-------- PAGE TEXT

CAMBRIDGE. MASSACHUSETTS

U.S.A

INTRODUCTORY

SINCE the letter is the one form of writing which everybody finds it necessary at one time or another to use, it shows perhaps a wider range and a greater diversity than any other literary type. As an aid to business or as a convenience in polite society, it is, of course, indispensable and universal in our modern life, although when employed for these purposes it is bound by rules so fixed that individuality has seldom chance for play; on the other hand, as a means of friendly communication, a substitute for familiar talk, it is governed by few, if any, restrictions, and may thus, in style as well as in substance, become a free expression of the moods and personality of its author. In the first case, however great may be its immediate and practical usefulness, it is, as art, usually undistinguished and ephemeral; in the second, it has boundless possibilities, and may, when handled by a master, become autobiographical writing of high excellence. So many letters being of the transitory character represented by this former class, any discussion of the letter as literature must begin by eliminating the large proportion of everyday correspondence which has no permanent value.

----------------
-------- PROVIDED MATERIAL

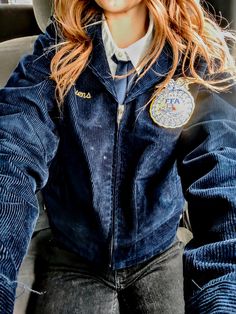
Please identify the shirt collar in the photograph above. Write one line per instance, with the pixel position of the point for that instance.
(134, 52)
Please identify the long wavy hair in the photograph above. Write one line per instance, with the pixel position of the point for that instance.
(189, 29)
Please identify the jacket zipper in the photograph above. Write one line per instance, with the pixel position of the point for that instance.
(120, 113)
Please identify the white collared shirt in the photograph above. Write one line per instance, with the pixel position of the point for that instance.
(134, 52)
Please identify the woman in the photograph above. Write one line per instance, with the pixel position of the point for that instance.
(141, 119)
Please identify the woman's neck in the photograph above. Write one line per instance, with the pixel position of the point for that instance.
(128, 27)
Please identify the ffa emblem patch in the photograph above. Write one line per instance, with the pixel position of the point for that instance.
(174, 106)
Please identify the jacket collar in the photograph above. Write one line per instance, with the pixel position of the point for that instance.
(99, 65)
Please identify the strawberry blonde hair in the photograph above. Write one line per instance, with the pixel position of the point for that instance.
(190, 31)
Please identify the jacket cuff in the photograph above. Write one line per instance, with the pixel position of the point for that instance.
(219, 297)
(7, 295)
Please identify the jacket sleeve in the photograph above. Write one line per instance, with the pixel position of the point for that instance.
(207, 166)
(28, 142)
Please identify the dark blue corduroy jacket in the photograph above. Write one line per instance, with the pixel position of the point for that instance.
(115, 195)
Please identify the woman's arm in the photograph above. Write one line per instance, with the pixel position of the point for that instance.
(207, 166)
(28, 142)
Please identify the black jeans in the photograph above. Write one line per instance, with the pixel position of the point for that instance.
(72, 286)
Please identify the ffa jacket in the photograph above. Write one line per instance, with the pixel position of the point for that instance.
(115, 192)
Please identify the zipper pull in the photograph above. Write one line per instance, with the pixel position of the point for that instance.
(120, 113)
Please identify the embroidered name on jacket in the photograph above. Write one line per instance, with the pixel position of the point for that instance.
(83, 94)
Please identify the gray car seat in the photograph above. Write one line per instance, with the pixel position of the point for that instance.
(11, 50)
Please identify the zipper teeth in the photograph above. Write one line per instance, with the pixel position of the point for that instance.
(120, 113)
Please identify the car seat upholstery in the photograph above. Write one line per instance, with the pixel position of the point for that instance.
(12, 50)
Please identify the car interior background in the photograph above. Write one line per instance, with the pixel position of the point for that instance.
(20, 22)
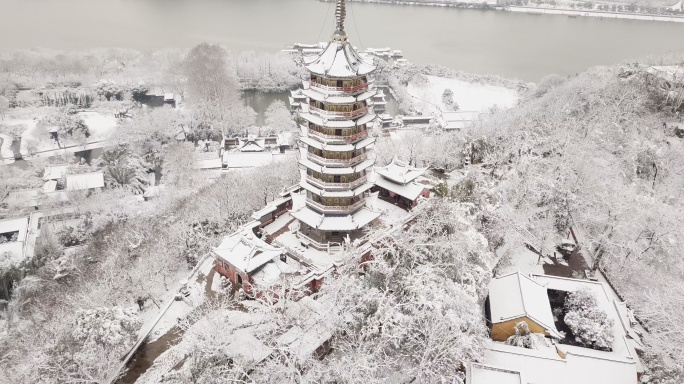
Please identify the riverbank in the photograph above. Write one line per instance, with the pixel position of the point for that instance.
(534, 10)
(593, 13)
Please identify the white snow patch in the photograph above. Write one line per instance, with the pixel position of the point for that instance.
(468, 96)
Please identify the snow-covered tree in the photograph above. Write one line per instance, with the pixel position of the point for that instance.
(278, 117)
(125, 169)
(525, 338)
(588, 322)
(107, 326)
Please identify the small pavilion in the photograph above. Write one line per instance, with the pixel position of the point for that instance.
(401, 184)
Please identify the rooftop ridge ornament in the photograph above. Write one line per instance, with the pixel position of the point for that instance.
(340, 35)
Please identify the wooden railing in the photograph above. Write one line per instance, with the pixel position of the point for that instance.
(352, 114)
(325, 161)
(355, 88)
(325, 184)
(335, 208)
(353, 137)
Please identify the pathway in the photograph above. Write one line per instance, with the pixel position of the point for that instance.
(133, 354)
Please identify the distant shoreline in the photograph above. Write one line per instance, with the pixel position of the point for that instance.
(594, 13)
(533, 10)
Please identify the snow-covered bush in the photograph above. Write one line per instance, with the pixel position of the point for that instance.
(587, 321)
(448, 97)
(525, 338)
(107, 326)
(67, 122)
(109, 90)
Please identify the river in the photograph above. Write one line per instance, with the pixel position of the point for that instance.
(484, 42)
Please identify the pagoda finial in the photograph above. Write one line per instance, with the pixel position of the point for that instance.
(340, 13)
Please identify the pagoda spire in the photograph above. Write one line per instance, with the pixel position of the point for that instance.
(340, 14)
(340, 35)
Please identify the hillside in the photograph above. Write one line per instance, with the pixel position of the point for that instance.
(599, 152)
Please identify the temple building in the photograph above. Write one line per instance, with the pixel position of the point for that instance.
(335, 154)
(401, 184)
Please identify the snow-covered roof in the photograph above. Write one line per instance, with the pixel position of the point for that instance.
(338, 59)
(11, 254)
(85, 181)
(272, 272)
(486, 374)
(247, 159)
(459, 115)
(410, 190)
(54, 172)
(346, 123)
(399, 171)
(285, 138)
(539, 366)
(251, 144)
(209, 163)
(338, 147)
(319, 321)
(245, 251)
(15, 225)
(246, 348)
(270, 207)
(358, 191)
(671, 73)
(336, 171)
(24, 198)
(546, 366)
(621, 348)
(515, 295)
(154, 191)
(320, 96)
(50, 186)
(335, 223)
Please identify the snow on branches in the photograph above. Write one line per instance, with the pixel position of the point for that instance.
(107, 326)
(588, 322)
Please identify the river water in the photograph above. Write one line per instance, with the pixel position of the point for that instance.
(484, 42)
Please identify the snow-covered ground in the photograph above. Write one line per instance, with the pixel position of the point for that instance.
(468, 96)
(101, 127)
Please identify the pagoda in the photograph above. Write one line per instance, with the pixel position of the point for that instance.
(335, 156)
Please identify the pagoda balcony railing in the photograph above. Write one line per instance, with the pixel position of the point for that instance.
(343, 162)
(335, 208)
(351, 115)
(346, 139)
(323, 184)
(356, 88)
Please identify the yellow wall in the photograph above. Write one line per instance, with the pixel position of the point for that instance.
(502, 331)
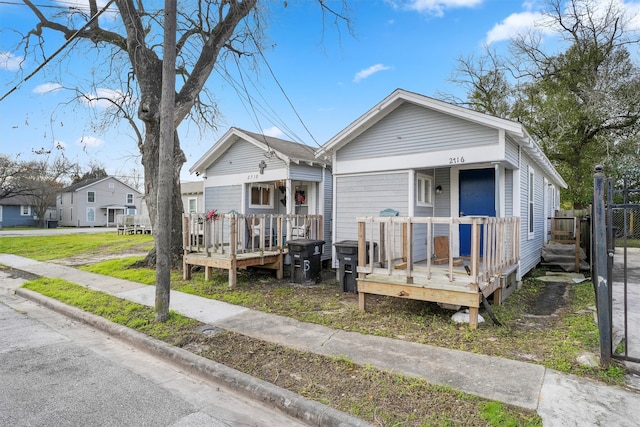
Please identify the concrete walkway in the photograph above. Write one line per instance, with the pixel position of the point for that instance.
(561, 400)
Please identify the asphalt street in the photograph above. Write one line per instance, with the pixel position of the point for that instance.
(56, 371)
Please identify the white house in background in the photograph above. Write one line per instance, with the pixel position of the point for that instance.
(192, 196)
(252, 173)
(96, 202)
(424, 157)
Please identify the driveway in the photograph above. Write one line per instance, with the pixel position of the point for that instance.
(9, 232)
(632, 303)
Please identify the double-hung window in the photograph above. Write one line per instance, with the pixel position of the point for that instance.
(424, 190)
(261, 196)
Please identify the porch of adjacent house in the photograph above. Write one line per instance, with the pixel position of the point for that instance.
(232, 241)
(396, 269)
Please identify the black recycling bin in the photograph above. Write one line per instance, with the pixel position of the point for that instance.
(306, 260)
(347, 254)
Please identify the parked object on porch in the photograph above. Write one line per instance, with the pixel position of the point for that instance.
(347, 254)
(225, 243)
(441, 252)
(306, 261)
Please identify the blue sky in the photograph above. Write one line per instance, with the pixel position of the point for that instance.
(329, 76)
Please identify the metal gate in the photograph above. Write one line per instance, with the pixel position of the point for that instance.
(616, 268)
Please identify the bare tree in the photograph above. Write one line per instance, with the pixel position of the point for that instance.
(13, 173)
(581, 103)
(130, 48)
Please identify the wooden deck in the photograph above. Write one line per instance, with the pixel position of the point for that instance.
(235, 241)
(397, 274)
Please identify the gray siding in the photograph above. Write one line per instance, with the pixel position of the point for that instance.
(242, 157)
(413, 129)
(442, 207)
(367, 195)
(223, 199)
(327, 214)
(531, 249)
(508, 192)
(511, 152)
(305, 173)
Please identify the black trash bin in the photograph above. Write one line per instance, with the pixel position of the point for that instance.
(306, 260)
(347, 254)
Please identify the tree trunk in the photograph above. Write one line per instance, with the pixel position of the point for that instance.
(166, 179)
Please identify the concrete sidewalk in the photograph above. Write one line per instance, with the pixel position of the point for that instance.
(561, 400)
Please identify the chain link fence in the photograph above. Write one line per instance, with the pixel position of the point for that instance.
(626, 223)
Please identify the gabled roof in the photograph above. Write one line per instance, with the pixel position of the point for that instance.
(15, 201)
(191, 187)
(91, 182)
(288, 151)
(398, 97)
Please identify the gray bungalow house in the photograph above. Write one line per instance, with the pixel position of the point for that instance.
(251, 173)
(421, 157)
(16, 211)
(96, 202)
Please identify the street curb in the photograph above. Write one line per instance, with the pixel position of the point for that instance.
(288, 402)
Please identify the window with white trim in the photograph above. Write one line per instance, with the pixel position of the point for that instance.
(424, 190)
(530, 212)
(192, 205)
(91, 214)
(261, 196)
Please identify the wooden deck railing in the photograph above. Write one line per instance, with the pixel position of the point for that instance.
(231, 234)
(393, 245)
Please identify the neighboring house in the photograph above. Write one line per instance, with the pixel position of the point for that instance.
(256, 174)
(423, 157)
(192, 196)
(97, 202)
(16, 211)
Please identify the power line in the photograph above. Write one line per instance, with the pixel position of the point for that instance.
(64, 45)
(282, 89)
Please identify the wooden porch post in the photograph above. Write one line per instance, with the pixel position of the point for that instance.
(362, 260)
(233, 242)
(186, 235)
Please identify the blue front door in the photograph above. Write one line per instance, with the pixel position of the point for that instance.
(477, 198)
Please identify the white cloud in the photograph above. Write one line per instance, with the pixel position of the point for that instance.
(10, 62)
(367, 72)
(273, 131)
(512, 25)
(434, 7)
(524, 22)
(104, 98)
(47, 87)
(89, 141)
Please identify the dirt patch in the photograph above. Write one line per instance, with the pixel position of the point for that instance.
(550, 299)
(380, 397)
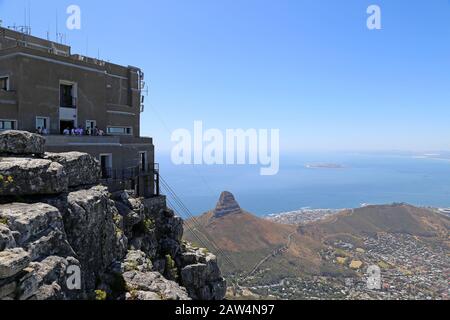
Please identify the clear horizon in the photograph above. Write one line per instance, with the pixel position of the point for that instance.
(311, 69)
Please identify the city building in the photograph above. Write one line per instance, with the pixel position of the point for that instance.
(79, 103)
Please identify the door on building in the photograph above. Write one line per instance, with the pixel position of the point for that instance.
(66, 124)
(143, 161)
(66, 96)
(106, 165)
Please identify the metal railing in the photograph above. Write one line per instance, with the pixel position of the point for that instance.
(145, 181)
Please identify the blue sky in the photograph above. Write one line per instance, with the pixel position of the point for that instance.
(308, 67)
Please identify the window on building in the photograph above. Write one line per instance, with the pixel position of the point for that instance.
(8, 125)
(66, 96)
(143, 160)
(4, 83)
(120, 131)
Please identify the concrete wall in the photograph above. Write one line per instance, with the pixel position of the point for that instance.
(124, 150)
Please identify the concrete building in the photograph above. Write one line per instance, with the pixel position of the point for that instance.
(43, 85)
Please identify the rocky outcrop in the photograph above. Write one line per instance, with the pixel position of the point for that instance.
(21, 143)
(200, 274)
(227, 205)
(74, 240)
(29, 176)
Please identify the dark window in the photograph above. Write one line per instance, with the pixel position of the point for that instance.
(66, 97)
(7, 124)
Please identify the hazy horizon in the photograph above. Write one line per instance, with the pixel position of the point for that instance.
(309, 68)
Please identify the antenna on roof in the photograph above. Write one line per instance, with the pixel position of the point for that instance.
(56, 26)
(29, 15)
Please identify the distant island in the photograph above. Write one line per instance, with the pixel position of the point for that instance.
(324, 166)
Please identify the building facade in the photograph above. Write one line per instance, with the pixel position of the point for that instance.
(44, 86)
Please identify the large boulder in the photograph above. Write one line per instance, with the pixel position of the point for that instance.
(81, 168)
(200, 274)
(7, 240)
(89, 223)
(13, 261)
(152, 286)
(29, 176)
(21, 143)
(30, 221)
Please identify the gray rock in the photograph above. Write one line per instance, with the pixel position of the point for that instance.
(29, 284)
(54, 243)
(88, 221)
(13, 261)
(21, 143)
(81, 168)
(31, 177)
(143, 296)
(7, 289)
(31, 220)
(6, 238)
(226, 205)
(138, 261)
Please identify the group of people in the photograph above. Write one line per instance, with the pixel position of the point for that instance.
(83, 132)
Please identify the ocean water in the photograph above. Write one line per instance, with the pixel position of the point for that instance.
(362, 178)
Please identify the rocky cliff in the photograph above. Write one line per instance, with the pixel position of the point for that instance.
(65, 236)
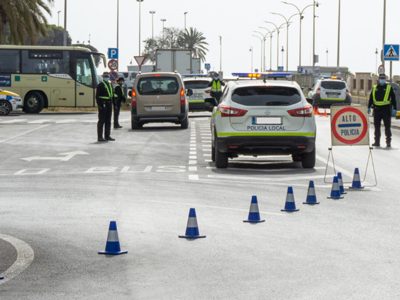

----------------

THE PROBLEM:
Using the passage on letter writing, answer yes or no to whether each statement agrees with it, and quote the deciding words: (a) Letters written for business or polite society follow rules so fixed that individuality rarely shows. (b) As a means of friendly communication, the letter is bound by many strict restrictions. (c) A discussion of the letter as literature must begin by setting aside everyday correspondence that has no permanent value.

RESPONSE TO THIS EXERCISE:
(a) Yes: "it is bound by rules so fixed that individuality has seldom chance for play"
(b) No: "it is governed by few, if any, restrictions"
(c) Yes: "any discussion of the letter as literature must begin by eliminating the large proportion of everyday correspondence which has no permanent value"